* [DOCUMENT SEGMENT]
+++++
Postby Big Magilla » Wed Aug 02, 2017 1:22 am

This is an easy one. Haskell Wexler's cinematography for Hal Ashby's Bound for Glory about the early life of Woody Guthrie is so far above the competition that there is no contest.

The only other nominee worthy of also-ran status is Owen Roizman's captivating work on Network. In fact, the other Best Picture nominees, All the President's Men, Taxi Driver and Rocky as well as several films nominated in other categories, Seven Beauties, The Seven-Per-Cent Solution Carrie, The Omen, The Shootist and Voyage of the Damned would have been more acceptable than what we got.

The 1976 version of King Kong was poorly written with Charles Grodin's loud, obnoxious villain and Jessica Lange's breathy tenth-rate imitation of Marilyn Monroe making it difficult to sit through, ending in a climax in the architecturally uninteresting World Trade Center rather than the iconic Empire State Building. Planes crashing into the towers, even if they were just helicopters, makes watching it now even more soul numbing.
+++++
* [REQUIREMENTS]
A – Copy the passage of the forum post on the 1976 cinematography nominees starting at "Postby Big Magilla" and ending at "what we got.".
B – In the forum post on the 1976 cinematography nominees, whose work on Network is called captivating?
C – Pick up the forum post on the 1976 cinematography nominees after its final sentence and keep writing.
The items that follow are not needed for any of this work.
+++++
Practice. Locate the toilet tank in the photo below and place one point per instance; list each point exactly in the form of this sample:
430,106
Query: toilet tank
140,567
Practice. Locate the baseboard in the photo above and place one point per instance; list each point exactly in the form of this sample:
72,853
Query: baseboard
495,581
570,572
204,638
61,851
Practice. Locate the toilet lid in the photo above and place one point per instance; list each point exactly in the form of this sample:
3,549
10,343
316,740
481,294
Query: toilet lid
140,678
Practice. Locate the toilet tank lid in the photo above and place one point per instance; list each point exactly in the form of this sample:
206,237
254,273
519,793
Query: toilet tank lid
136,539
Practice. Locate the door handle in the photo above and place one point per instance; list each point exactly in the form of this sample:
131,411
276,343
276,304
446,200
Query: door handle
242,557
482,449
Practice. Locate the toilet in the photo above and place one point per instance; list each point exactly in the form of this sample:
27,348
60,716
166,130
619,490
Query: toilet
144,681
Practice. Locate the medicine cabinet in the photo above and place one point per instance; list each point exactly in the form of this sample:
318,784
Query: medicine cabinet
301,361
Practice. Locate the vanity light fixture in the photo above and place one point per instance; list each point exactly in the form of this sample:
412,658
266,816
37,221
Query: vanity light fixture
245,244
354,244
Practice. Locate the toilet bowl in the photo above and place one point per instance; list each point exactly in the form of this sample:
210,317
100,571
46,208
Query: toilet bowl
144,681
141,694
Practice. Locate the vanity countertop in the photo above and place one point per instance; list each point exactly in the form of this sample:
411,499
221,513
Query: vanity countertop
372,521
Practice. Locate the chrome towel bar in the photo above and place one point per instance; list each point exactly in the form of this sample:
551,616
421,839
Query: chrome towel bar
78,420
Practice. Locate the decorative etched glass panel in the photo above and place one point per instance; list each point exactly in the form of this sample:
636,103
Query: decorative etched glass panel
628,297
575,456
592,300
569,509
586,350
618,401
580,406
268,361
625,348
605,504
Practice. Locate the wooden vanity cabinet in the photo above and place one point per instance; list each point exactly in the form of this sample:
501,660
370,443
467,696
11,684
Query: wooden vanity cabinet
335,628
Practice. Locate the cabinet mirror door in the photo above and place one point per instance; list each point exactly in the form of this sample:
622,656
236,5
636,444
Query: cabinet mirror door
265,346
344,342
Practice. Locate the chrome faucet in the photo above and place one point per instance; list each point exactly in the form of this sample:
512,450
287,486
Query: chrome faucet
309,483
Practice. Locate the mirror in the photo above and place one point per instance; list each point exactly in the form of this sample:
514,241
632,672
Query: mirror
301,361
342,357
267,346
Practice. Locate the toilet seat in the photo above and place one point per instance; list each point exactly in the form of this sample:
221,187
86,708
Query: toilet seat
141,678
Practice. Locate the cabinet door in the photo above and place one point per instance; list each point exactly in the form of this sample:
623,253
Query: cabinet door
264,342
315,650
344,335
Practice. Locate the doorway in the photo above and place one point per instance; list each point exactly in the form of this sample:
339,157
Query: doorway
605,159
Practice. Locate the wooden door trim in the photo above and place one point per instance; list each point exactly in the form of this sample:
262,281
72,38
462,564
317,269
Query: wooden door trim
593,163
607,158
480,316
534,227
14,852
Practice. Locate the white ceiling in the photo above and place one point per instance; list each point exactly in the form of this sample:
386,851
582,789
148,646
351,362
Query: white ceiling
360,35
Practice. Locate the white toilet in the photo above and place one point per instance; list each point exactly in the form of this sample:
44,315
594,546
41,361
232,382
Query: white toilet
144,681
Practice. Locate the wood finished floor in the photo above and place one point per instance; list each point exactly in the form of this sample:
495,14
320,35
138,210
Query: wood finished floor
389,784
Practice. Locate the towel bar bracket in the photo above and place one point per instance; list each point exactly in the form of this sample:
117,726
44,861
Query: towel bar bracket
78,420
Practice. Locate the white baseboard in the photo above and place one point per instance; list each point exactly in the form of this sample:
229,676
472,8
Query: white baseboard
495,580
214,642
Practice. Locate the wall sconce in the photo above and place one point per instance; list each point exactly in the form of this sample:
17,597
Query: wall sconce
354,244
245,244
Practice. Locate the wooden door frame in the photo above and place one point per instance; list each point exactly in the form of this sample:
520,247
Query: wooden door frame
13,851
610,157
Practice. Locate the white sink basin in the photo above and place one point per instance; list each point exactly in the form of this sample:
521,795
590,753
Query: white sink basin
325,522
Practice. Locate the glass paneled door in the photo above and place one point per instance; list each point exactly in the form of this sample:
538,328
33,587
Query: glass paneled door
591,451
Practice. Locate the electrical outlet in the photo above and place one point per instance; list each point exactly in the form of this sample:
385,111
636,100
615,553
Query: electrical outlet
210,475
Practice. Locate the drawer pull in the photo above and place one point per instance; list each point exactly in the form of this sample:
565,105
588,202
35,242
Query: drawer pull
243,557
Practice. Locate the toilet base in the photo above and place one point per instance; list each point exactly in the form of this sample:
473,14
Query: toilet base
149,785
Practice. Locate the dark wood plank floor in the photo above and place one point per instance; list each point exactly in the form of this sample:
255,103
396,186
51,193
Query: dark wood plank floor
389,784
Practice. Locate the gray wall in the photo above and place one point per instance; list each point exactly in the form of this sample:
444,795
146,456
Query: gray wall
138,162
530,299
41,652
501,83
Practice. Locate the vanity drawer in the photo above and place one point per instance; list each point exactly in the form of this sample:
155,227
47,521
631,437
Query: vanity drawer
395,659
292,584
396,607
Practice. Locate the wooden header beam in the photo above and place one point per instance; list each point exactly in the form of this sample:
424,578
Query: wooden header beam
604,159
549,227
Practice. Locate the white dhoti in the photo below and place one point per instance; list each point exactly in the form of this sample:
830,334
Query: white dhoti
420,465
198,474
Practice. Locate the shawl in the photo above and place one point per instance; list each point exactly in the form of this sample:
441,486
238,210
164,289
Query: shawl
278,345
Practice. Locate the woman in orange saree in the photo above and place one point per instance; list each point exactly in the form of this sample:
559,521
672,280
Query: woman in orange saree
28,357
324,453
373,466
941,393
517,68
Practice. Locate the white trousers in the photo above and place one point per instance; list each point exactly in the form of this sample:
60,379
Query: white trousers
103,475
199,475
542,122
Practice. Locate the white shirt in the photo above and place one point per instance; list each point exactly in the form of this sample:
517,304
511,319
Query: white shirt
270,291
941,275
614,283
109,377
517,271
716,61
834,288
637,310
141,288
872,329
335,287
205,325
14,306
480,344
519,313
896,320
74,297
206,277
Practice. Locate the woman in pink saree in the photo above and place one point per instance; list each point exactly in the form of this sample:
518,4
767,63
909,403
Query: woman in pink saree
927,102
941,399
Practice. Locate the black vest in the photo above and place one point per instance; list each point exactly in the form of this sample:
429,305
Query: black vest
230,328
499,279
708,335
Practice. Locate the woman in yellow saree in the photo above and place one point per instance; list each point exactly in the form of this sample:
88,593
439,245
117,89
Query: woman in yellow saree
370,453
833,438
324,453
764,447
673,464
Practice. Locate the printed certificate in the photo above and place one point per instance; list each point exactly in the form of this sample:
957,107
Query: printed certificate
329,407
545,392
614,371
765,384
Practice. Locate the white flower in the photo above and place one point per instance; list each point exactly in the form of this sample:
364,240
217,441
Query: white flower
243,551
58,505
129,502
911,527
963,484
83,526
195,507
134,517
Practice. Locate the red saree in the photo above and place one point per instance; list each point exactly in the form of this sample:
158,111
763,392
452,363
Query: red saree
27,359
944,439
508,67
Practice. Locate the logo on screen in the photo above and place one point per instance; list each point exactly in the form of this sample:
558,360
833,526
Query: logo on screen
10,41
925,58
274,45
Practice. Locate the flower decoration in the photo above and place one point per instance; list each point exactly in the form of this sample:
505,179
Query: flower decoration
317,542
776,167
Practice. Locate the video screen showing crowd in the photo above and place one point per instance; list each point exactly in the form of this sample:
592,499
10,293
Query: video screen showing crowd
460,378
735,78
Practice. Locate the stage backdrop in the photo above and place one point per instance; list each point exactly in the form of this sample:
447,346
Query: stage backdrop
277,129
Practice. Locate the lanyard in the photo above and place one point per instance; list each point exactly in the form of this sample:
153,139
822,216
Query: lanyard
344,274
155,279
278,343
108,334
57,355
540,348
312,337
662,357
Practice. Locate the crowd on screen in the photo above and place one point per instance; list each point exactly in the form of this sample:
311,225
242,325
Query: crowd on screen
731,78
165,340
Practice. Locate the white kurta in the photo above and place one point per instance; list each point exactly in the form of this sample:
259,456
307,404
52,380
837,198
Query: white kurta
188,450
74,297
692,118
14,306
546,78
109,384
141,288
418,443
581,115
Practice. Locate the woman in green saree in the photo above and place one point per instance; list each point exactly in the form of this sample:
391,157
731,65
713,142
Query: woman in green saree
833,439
+++++
* [RESPONSES PER TASK]
A –
Postby Big Magilla » Wed Aug 02, 2017 1:22 am

This is an easy one. Haskell Wexler's cinematography for Hal Ashby's Bound for Glory about the early life of Woody Guthrie is so far above the competition that there is no contest.

The only other nominee worthy of also-ran status is Owen Roizman's captivating work on Network. In fact, the other Best Picture nominees, All the President's Men, Taxi Driver and Rocky as well as several films nominated in other categories, Seven Beauties, The Seven-Per-Cent Solution Carrie, The Omen, The Shootist and Voyage of the Damned would have been more acceptable than what we got.

B – Owen Roizman's.

C –
With Logan's Run, they were honoring the deep focus anamorphic lens which allowed the film to be shot in 35mm. and blown up to 70mm. for its theatrical presentation. The story was hokey, the sets laughable and the dystopian terrain bleak, but at least it was better than King Kong.

I suppose it was the concert scenes that got Robert Surtees another unworthy nomination for the awful 1976 version of A Star Is Born, but there was nothing in the domestic scenes particularly interesting. But wait, we have another two years of Surtees nominations to wade through, one of which I might actually vote for.